QUESTIONS ON THE MATERIAL:
a - In the forum post about Theodore Roosevelt and organized labor, what did Roosevelt threaten to do when the mine owners refused to negotiate?
b - List every geographic place the forum post about Roosevelt and organized labor names, leaving out the court case title.
c - Continue the forum post about Roosevelt and organized labor from its last sentence.

PASSAGE FOR REVIEW:
General Discussion
In reply to the discussion: Where is our President on intervening in the FUBAR situation in Oakland? [View all]Dragonfli
(10,622 posts)That was a progressive tho, not a conservative like what heads our party now:
Roosevelt also earned the reputation of a friend to organized labor when he supported striking Pennsylvania coal miners in the 1902 Anthracite Strike. Fearing a coal shortage in the industrial eastern United States, the president offered to help mine owners and workers negotiate a settlement involving wages and work hours. When mine owners refused to negotiate, however, Roosevelt threatened to seize the mines and place them under the control of federal troopsthe first time a U.S. president had ever sided with strikers against industrialists and forced them to compromise. The Supreme Court likewise sided with labor interests in its 1908 Muller v. Oregon ruling, which awarded some federal protection for female workers in factories.

GIVEN INFORMATION:

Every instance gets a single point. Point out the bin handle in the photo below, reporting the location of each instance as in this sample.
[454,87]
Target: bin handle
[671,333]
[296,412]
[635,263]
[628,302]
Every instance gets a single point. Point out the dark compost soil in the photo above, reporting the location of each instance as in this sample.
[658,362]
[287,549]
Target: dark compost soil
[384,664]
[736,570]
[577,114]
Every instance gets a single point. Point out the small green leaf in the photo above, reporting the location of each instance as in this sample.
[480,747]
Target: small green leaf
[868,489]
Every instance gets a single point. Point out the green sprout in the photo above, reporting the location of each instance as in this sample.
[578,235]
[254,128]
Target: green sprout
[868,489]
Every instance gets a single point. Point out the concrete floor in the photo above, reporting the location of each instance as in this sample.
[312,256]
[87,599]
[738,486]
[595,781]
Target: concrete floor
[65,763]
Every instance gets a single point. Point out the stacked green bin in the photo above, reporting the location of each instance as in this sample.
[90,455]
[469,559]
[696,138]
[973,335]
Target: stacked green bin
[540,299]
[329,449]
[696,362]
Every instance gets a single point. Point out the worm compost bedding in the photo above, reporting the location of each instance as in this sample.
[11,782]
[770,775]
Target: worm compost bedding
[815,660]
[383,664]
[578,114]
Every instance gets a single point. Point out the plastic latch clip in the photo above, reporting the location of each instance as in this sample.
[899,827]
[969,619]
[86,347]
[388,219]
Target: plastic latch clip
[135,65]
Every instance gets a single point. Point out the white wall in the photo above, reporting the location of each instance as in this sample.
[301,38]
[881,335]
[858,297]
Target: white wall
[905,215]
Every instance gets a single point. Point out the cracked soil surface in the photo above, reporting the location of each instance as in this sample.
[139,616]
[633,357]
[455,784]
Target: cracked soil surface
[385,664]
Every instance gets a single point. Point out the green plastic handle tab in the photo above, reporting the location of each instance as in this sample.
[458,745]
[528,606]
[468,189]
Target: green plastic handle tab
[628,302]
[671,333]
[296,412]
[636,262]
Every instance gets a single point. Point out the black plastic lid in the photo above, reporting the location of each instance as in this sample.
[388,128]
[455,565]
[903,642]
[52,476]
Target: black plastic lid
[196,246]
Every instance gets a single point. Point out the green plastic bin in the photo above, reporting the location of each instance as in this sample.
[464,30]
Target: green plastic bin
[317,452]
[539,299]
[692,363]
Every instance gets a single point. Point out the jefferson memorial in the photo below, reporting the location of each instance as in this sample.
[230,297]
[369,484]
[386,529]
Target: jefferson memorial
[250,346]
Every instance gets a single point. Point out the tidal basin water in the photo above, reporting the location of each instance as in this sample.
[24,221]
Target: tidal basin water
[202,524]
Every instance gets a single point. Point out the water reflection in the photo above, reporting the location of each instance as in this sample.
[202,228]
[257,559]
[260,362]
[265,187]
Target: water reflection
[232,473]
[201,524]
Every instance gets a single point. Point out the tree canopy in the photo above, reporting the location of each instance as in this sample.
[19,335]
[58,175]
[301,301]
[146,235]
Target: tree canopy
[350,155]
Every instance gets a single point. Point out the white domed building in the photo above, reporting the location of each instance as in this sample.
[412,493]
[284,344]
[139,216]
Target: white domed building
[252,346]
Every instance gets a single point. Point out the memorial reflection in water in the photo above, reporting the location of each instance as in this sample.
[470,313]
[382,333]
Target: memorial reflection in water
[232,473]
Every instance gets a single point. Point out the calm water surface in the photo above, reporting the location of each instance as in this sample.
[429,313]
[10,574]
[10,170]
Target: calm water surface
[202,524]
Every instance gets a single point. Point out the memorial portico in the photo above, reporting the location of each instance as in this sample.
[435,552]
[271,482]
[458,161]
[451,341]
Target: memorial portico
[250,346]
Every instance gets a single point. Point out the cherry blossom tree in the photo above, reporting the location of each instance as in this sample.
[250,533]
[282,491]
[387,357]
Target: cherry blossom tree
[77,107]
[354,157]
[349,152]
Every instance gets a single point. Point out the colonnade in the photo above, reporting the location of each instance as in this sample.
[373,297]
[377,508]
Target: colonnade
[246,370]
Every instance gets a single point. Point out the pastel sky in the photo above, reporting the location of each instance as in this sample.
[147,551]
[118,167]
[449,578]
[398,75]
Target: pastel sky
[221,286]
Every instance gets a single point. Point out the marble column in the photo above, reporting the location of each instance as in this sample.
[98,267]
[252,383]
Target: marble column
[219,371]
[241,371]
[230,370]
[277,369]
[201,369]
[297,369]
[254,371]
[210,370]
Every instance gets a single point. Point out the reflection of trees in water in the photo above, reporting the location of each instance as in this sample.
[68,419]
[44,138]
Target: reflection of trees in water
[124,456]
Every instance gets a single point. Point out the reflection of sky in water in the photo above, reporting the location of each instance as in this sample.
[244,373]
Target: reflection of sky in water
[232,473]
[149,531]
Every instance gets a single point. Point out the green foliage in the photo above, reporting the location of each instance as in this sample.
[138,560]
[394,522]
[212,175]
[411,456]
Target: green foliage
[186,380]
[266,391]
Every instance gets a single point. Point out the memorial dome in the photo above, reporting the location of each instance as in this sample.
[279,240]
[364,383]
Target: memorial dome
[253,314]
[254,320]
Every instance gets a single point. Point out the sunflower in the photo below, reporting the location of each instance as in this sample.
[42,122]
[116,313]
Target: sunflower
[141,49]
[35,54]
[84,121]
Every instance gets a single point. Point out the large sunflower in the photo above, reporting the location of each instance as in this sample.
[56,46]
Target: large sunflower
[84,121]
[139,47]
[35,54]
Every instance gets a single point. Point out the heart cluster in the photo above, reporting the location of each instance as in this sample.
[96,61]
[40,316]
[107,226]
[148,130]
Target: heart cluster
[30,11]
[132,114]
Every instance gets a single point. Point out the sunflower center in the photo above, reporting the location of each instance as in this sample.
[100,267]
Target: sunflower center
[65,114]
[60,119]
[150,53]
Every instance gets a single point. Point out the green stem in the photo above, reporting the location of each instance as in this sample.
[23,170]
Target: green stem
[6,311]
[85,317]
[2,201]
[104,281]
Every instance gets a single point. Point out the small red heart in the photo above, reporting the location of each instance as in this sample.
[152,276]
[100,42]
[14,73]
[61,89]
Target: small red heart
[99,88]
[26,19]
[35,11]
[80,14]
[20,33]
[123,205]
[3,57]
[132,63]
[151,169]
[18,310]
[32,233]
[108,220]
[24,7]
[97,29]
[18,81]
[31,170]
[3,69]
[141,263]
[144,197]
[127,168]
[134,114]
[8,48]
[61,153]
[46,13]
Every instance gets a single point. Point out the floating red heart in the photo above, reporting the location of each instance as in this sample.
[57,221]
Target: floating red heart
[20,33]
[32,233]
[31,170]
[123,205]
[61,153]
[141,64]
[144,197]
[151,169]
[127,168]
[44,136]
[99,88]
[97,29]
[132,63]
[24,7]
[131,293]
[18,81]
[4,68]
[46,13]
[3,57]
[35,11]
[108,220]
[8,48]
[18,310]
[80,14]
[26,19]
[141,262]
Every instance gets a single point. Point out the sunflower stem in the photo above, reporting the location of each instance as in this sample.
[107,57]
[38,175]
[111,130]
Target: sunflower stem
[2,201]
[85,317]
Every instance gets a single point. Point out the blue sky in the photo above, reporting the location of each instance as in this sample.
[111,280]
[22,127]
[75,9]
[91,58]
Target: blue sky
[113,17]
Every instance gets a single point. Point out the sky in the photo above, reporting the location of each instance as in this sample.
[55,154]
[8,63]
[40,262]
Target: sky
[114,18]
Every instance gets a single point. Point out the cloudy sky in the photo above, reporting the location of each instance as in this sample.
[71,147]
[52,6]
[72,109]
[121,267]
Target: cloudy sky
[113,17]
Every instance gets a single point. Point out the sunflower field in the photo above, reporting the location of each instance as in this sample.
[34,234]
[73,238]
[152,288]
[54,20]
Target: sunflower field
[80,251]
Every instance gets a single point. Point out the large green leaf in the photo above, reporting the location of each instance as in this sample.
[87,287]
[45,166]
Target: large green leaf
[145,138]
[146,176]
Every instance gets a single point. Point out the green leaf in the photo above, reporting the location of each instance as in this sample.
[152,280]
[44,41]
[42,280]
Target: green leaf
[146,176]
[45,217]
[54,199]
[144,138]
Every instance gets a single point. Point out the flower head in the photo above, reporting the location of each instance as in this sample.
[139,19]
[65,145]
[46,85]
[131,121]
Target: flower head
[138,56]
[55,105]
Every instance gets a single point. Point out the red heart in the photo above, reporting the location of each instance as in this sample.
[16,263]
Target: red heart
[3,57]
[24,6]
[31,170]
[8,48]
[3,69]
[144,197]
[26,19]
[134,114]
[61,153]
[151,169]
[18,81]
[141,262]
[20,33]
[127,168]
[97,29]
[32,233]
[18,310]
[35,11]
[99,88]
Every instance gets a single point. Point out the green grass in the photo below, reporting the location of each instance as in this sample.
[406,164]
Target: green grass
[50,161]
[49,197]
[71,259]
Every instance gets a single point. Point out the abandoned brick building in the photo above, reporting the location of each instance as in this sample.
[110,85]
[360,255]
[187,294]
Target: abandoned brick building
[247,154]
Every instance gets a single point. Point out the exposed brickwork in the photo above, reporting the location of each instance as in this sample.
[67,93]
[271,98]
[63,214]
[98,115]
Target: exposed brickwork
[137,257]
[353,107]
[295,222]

EXERCISE ANSWERS:
a - He threatened to seize the mines and place them under the control of federal troops.

b - Oakland, Pennsylvania, and the United States.

c -
Then there is also this:
Approximately 600 protesters were prevented from continuing a march on the outskirts of Selma by 200 state troopers who used tear gas, nightsticks, and bull whips while on horseback. Forced to return to Selma, 17 marchers were hospitalized, and a federal lawsuit requesting the procession's continuance was filed by King and his supporters. While protected by federal troops, the march proceeded on March 21 and ended with four Ku Klux Klan members shot and the death of Viola Liuzzo, a 39-year-old white civil rights volunteer from Detroit. In response, President Lyndon Johnson said, Mrs. Liuzzo went to Alabama to serve the struggle for justice. She was murdered by the enemies of justice who for decades have used the rope and the gun and the tar and the feather to terrorize their neighbors.